No había ningun turbante, las manos del hombre estaban vacías, pero todos los cortesanos empezaron a aplaudir. Ellos tampoco veían el turbante pero empezaron a decir:
-Nunca hemos visto un turbante tan bonito. El turbante es precioso, único, maravilloso. Nadie ha visto un turbante como éste jamás.
Cuando todos los cortesanos empezaron a decir que el turbante­ era muy bonito, el rey se vio en un situación comprome­tida. Y después el hombre le dijo:
-Quítate tu turbante y ponte éste.
El rey se quitó su turbante y se puso el turbante que no existía. Si sólo hubiese sido el turbante no habría pasado nada, pero pronto el rey se encontró en un verdadero aprieto. Primero se quitó el abrigo, después la camisa, y finalmente llegó la hora de quitarse su última prenda. El rey estaba desnudo, pero todos los cortesanos gritaban:

-iQué ropa más bonita! iEs maravillosa! Nunca hemos visto una ropa tan bella.

Todos los cortesanos tenían que decirlo muy alto para que los demás no dudaran que eran hijos de sus padres.
Y mientras toda la multitud estaba gritando algo sobre la ropa, cada uno de ellos empezó a pensar que tenía un problema en la vis­ta o que hasta ahora se había equivocado respecto a su padre: «Si todos los demás están gritando cosas sobre la ropa, deben estar en lo cierto. Toda esa gente no puede estar equivocada. Son la mayo­ría. Cuando todo el mundo coincide en lo mismo, debe ser cierto». Esto es la democracia: todo el mundo está de acuerdo: «Cuando hay tanta gente que está de acuerdo, no pueden estar todos equivoca­dos». Así que cada uno pensaba que sólo él estaba equivocado, y si se quedaba callado los demás pensarían que no veía.

El rey empezó a asustarse; ¿debía quitarse su última pren­da o no? Por una parte tenía miedo de que la corte al completo le viera desnudo, y por otra parte tenía miedo de que todo el mundo supiera que no era hijo de su padre; esto le causaría to­davía más problemas. iEra como estar entre la espada y la pared! Al final, le pareció mejor aceptar la desnudez; por lo menos se salvaría el nombre de su padre, no se difamaría su dinastía.

EXTRACTO DE DATOS:
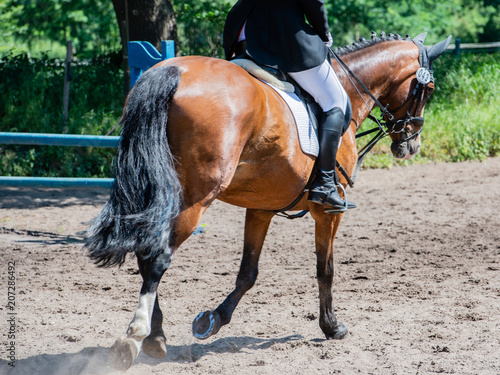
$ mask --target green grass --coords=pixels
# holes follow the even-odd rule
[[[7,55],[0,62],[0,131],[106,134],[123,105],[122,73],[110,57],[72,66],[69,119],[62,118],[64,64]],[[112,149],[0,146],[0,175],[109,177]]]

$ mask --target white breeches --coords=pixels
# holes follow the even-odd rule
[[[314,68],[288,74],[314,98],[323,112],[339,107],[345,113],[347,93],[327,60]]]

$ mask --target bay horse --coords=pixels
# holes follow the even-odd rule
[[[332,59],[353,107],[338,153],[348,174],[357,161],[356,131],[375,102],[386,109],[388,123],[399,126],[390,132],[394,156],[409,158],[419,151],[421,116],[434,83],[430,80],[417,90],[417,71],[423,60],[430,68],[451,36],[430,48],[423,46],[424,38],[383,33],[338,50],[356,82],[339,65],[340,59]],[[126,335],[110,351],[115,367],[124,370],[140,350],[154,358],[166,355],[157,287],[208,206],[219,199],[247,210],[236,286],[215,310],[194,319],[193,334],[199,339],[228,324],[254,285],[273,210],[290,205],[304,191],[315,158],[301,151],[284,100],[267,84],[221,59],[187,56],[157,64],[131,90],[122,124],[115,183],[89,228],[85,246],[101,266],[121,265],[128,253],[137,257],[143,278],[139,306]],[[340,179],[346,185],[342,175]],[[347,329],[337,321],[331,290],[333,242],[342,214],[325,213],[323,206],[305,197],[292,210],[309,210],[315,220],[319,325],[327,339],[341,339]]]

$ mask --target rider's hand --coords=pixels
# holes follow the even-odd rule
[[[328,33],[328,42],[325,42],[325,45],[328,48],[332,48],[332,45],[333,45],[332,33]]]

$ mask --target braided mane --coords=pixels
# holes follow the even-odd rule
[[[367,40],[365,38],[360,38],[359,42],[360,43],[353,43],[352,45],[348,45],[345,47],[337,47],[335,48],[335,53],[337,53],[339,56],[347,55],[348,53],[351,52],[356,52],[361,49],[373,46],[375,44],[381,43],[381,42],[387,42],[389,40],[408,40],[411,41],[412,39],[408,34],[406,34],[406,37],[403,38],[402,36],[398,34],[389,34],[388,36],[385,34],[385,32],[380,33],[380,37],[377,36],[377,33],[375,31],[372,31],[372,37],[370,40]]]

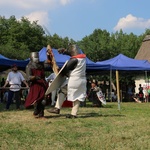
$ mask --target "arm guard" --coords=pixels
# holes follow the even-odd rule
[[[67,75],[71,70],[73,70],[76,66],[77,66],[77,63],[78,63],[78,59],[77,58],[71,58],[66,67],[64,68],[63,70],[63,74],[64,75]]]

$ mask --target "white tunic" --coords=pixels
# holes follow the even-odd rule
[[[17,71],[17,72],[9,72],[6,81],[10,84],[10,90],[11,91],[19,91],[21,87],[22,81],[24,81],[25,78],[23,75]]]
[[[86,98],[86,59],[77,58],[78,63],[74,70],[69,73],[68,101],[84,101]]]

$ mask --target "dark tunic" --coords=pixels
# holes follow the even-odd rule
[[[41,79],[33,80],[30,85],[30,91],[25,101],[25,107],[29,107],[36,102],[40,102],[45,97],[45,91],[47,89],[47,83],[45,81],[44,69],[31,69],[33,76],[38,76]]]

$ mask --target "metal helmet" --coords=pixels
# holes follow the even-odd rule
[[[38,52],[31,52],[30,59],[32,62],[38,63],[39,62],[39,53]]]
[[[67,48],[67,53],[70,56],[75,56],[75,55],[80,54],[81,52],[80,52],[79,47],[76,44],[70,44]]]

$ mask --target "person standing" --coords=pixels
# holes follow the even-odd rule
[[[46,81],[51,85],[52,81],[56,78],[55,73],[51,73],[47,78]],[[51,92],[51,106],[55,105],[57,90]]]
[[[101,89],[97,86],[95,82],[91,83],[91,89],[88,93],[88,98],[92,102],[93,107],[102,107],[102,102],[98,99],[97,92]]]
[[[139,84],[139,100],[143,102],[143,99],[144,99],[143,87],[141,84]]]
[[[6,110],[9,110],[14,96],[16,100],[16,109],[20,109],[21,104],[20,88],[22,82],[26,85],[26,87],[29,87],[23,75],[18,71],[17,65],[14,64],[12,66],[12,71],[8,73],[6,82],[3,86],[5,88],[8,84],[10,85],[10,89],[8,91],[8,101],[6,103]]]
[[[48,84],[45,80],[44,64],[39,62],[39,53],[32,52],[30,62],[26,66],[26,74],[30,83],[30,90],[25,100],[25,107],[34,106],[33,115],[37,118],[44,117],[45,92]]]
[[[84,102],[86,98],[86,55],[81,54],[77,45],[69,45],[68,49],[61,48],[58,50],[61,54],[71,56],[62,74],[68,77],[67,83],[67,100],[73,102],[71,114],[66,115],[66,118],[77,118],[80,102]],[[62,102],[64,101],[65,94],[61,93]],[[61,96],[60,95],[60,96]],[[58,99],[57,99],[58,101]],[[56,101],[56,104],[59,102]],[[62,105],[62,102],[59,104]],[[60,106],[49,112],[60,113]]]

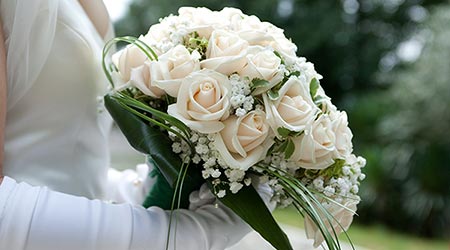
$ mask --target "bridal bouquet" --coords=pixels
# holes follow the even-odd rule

OBJETIVO:
¿Puedes transcribir palabra por palabra todo el pasaje del texto que va desde "Cuando todos los" hasta "ropa tan bella."? Los ítems constituyen un material independiente del texto.

SOLUCIÓN:
Cuando todos los cortesanos empezaron a decir que el turbante­ era muy bonito, el rey se vio en un situación comprome­tida. Y después el hombre le dijo:
-Quítate tu turbante y ponte éste.
El rey se quitó su turbante y se puso el turbante que no existía. Si sólo hubiese sido el turbante no habría pasado nada, pero pronto el rey se encontró en un verdadero aprieto. Primero se quitó el abrigo, después la camisa, y finalmente llegó la hora de quitarse su última prenda. El rey estaba desnudo, pero todos los cortesanos gritaban:

-iQué ropa más bonita! iEs maravillosa! Nunca hemos visto una ropa tan bella.